Copy out, in full, each line below that has the word "kindly" in it.

● **DATA SUPPLIED**:
......

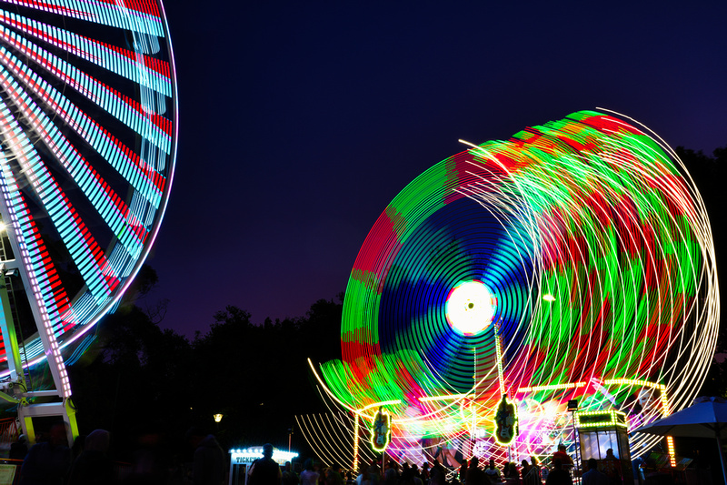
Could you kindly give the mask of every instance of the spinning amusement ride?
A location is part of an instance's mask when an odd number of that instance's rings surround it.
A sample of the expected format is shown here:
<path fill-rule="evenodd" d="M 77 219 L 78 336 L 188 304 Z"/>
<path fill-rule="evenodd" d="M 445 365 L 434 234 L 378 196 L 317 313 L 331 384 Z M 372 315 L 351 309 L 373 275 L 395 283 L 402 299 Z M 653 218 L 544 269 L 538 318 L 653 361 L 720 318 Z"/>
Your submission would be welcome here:
<path fill-rule="evenodd" d="M 0 1 L 2 397 L 77 433 L 65 356 L 121 298 L 166 207 L 176 85 L 157 0 Z M 55 389 L 34 389 L 47 361 Z"/>
<path fill-rule="evenodd" d="M 471 146 L 392 201 L 351 273 L 342 359 L 312 366 L 345 432 L 299 426 L 344 463 L 371 454 L 379 410 L 396 460 L 543 455 L 573 446 L 569 402 L 629 429 L 684 408 L 718 322 L 683 164 L 625 116 L 578 112 Z M 496 434 L 501 403 L 514 432 Z M 632 452 L 654 440 L 632 433 Z"/>

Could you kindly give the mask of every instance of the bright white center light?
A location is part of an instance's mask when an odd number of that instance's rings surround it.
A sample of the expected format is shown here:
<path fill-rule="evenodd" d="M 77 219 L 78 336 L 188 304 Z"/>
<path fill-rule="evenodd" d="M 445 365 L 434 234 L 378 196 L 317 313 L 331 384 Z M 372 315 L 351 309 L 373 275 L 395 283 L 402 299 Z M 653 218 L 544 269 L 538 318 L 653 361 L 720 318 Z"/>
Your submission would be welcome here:
<path fill-rule="evenodd" d="M 453 328 L 463 335 L 477 335 L 493 322 L 493 295 L 482 281 L 465 281 L 449 292 L 444 311 Z"/>

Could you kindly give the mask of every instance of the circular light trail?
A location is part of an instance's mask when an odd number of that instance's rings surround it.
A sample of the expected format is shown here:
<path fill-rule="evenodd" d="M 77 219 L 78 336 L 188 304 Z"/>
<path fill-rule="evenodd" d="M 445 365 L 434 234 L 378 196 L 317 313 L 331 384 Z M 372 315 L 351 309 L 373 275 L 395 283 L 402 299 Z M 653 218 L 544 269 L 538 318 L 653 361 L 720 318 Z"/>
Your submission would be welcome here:
<path fill-rule="evenodd" d="M 463 331 L 450 307 L 465 281 L 496 305 L 490 325 Z M 634 122 L 583 111 L 409 184 L 356 258 L 342 359 L 321 372 L 362 419 L 393 403 L 392 454 L 504 456 L 492 438 L 502 393 L 518 406 L 513 450 L 537 454 L 569 439 L 571 399 L 625 412 L 631 429 L 686 406 L 718 302 L 712 230 L 682 161 Z M 632 452 L 650 440 L 632 436 Z"/>
<path fill-rule="evenodd" d="M 64 397 L 61 349 L 83 352 L 151 249 L 176 136 L 161 2 L 0 1 L 0 260 L 23 359 Z"/>
<path fill-rule="evenodd" d="M 493 321 L 493 296 L 482 281 L 464 281 L 447 297 L 447 321 L 463 335 L 477 335 Z"/>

......

● **ANSWER TO THE PROBLEM**:
Could you kindly give the mask of every instance of the spinning amusement ride?
Could you kindly give the mask of every instance of the bright white center light?
Could you kindly give the mask of every instance of the circular light trail?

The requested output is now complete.